### REQUIRED TASK
Rewrite the lines below as a Markdown table with two columns, Row and Line, giving each line its own numbered row and skipping any blank lines. Leave the pictures out of your answer.
##### MATERIAL FOR THIS TASK #####
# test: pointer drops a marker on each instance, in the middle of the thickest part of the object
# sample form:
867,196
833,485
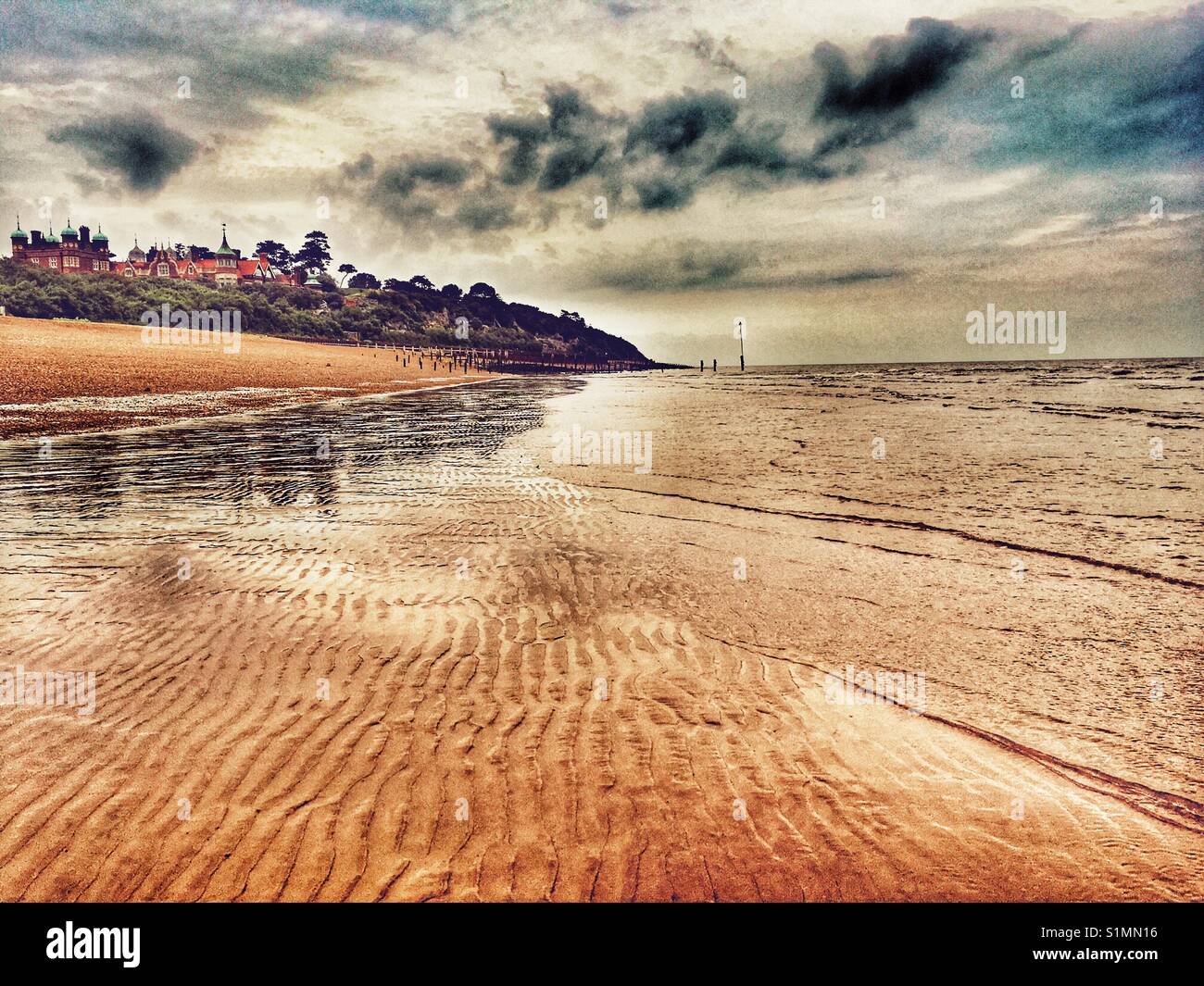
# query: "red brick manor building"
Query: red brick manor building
80,252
#####
### WRITTEN REPLY
| Row | Line |
|---|---|
| 1 | # test: pointer drops a marker on each instance, in the middle of the thickest part of the object |
| 2 | # sample form: |
| 3 | 867,196 |
| 4 | 833,485 |
| 5 | # query: "red brick manor building" |
| 6 | Query: red brick manor building |
| 7 | 80,252 |